Pick out every line in the records below that contains the word "stone", and copy each one in full.

====== DATA FOR PROCESSING

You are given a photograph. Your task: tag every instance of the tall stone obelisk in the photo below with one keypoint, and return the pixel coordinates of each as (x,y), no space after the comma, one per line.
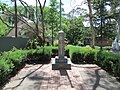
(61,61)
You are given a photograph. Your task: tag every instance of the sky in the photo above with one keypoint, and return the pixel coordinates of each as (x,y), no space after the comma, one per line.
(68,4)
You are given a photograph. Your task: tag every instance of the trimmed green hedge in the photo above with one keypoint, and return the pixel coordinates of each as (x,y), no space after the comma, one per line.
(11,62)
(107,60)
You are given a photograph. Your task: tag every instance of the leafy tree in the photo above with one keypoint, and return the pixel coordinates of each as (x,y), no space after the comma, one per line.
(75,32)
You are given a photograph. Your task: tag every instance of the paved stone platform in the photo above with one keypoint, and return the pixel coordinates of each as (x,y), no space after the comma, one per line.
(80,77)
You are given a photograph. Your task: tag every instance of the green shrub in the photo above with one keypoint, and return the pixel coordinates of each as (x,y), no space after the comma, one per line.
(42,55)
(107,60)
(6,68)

============
====== DATA FOR PROCESSING

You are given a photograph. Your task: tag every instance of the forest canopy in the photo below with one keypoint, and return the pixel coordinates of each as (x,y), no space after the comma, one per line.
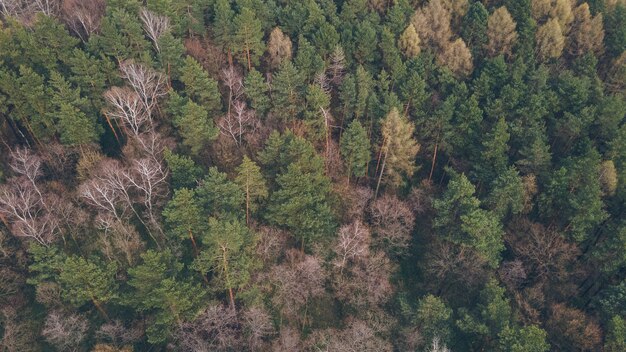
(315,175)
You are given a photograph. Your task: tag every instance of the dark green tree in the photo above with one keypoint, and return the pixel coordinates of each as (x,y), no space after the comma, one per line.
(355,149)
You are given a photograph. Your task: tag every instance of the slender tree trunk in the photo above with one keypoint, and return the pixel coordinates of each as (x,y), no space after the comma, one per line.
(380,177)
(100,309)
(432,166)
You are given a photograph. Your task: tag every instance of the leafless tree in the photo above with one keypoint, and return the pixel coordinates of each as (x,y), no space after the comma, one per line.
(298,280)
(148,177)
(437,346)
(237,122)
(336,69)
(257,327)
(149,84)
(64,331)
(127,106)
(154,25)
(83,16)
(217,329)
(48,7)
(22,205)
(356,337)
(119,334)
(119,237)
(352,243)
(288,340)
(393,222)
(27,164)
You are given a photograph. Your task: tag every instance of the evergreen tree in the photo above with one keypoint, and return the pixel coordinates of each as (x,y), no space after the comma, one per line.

============

• _ANSWER FOR THIS EXERCISE_:
You are given a photograph. Your task: tag every instance of the tall stone obelisk in the photo below with one keypoint, and return the pixel coordinates of each as (x,y), no space after the comma, one per line.
You are given a photograph. Your task: tag every instance of the paved stone platform in the photo above with one keypoint, and return the pixel coordinates of each as (x,y), no space after the comma, one per line.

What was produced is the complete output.